=== Given exercise ===
Reproduce the items from the line with "Locate every gray sedan" up to and including the line with "[[52, 187, 1192, 733], [150, 165, 194, 202]]", and give only those lines.

=== Source material ===
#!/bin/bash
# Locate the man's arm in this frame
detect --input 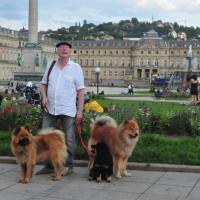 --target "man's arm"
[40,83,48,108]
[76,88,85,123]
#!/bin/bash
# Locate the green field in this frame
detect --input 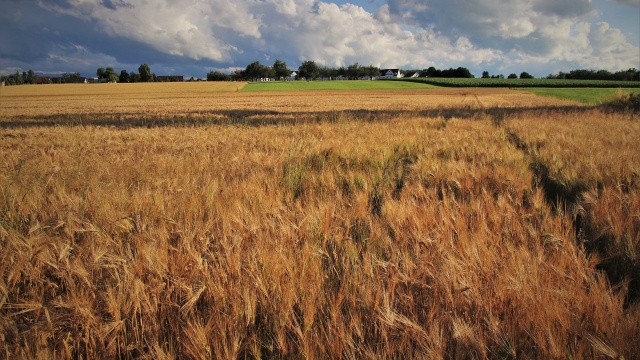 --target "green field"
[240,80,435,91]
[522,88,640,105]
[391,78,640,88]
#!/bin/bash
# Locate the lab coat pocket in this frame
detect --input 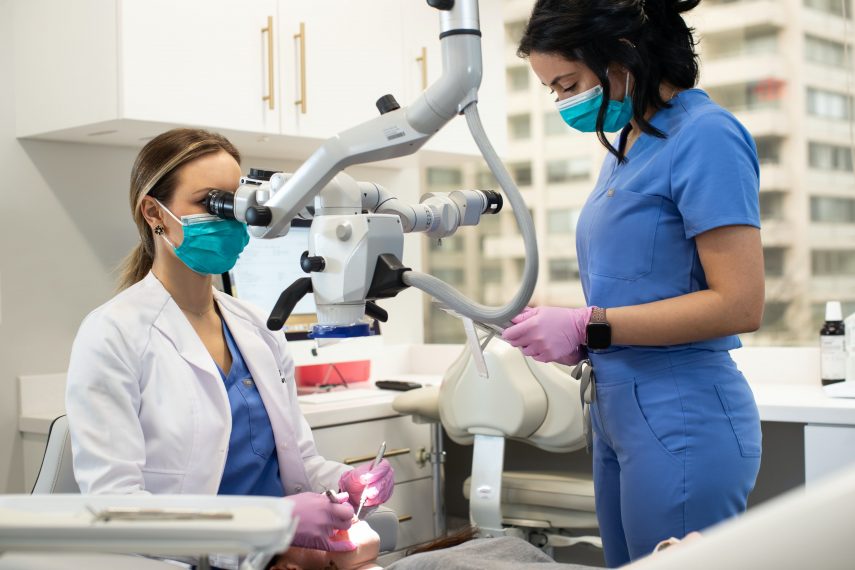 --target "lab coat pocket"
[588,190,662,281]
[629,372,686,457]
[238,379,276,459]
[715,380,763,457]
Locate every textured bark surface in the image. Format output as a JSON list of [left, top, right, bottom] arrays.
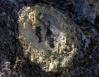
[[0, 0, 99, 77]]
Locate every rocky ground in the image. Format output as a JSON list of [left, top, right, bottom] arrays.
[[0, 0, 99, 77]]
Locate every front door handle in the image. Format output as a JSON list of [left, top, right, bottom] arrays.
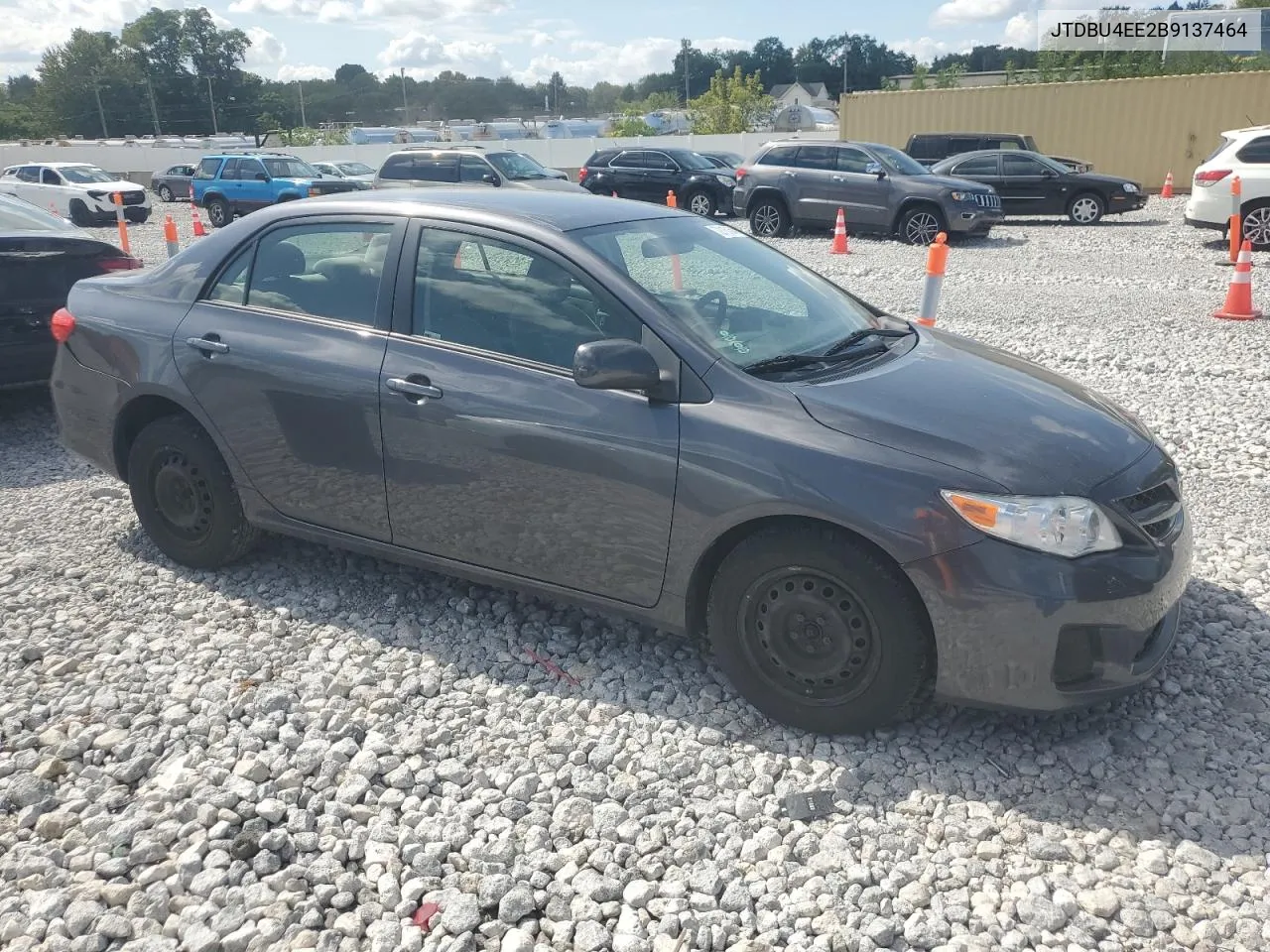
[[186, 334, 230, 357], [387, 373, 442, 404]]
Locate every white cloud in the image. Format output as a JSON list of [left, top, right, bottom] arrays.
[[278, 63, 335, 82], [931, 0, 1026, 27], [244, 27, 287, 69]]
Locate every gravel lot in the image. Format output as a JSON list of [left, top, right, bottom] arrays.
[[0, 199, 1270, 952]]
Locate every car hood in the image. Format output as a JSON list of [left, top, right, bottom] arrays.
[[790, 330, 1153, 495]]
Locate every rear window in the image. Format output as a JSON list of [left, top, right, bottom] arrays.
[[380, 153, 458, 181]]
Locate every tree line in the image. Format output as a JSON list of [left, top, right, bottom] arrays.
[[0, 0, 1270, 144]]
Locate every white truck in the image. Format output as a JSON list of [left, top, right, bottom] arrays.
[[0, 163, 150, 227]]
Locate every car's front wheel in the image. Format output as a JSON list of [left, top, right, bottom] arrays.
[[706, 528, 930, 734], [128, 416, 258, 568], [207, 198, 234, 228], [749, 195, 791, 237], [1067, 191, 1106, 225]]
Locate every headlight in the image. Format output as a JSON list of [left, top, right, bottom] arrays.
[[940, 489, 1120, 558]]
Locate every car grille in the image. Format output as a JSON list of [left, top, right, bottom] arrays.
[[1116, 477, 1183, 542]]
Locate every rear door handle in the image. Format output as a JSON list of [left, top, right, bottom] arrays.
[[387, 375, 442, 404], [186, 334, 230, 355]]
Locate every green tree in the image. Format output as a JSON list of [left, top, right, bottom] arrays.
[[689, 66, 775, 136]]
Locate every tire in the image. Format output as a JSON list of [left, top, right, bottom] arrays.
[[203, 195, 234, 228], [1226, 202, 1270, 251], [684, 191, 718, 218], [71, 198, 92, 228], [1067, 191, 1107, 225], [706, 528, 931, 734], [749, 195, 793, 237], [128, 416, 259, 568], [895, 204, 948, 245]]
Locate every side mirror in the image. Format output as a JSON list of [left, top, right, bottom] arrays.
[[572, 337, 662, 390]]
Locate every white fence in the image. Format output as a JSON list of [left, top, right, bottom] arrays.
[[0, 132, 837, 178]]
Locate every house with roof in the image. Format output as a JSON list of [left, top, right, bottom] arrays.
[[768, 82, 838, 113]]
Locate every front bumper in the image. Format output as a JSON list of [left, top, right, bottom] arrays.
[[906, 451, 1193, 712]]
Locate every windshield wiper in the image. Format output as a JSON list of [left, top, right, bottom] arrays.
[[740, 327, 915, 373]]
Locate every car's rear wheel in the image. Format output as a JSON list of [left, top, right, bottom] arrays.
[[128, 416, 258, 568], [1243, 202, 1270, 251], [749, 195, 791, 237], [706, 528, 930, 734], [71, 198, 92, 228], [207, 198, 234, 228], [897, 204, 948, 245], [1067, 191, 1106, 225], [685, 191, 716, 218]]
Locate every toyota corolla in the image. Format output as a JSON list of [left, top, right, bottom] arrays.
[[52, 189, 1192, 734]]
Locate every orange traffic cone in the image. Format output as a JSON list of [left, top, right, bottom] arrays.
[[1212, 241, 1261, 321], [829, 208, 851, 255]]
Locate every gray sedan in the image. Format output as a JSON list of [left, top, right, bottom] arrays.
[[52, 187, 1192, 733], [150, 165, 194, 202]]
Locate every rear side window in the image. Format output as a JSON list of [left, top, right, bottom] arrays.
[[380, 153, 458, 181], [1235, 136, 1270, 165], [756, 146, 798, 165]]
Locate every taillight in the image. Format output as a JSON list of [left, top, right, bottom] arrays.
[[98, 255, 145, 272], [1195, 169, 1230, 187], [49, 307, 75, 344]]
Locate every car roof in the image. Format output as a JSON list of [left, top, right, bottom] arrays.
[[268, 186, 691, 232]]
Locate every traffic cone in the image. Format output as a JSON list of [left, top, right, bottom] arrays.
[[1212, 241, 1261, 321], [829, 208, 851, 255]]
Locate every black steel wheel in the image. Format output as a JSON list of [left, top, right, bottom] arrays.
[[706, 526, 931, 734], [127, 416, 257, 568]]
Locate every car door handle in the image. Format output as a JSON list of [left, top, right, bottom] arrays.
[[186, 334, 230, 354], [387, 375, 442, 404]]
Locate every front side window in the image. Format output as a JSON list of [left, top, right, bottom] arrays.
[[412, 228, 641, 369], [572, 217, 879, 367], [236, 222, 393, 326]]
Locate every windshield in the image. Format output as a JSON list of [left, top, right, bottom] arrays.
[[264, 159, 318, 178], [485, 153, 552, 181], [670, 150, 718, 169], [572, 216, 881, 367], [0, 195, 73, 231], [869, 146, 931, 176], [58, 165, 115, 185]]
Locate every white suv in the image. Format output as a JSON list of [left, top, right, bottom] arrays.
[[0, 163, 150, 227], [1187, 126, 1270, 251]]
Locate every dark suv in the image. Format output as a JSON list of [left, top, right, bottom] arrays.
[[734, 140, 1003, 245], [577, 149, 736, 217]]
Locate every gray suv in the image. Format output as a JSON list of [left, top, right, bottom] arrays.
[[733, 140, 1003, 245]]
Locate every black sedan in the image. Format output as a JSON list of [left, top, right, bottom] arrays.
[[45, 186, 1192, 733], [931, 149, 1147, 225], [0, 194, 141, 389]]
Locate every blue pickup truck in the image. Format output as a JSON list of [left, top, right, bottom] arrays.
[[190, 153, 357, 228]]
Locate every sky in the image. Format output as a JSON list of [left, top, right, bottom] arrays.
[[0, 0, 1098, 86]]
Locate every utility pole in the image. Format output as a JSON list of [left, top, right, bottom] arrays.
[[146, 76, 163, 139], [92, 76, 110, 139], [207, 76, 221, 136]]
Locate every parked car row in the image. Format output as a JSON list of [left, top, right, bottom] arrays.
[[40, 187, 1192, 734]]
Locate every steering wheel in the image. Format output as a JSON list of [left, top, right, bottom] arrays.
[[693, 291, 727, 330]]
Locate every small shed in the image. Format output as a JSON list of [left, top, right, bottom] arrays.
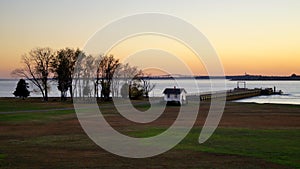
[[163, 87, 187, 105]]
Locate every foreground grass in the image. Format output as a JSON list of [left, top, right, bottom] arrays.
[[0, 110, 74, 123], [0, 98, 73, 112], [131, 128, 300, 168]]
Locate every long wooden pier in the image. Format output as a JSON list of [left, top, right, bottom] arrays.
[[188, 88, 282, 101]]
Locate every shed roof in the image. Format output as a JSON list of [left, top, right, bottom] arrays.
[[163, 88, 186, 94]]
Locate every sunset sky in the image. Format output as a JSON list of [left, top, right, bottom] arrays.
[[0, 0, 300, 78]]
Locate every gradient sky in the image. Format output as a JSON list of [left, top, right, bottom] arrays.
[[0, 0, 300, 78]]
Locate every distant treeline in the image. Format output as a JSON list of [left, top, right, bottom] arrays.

=== The response ===
Locate every gray sedan in the image. Format output as a JSON list of [left, top, right, bottom] arrays.
[[52, 187, 1192, 733], [150, 165, 194, 202]]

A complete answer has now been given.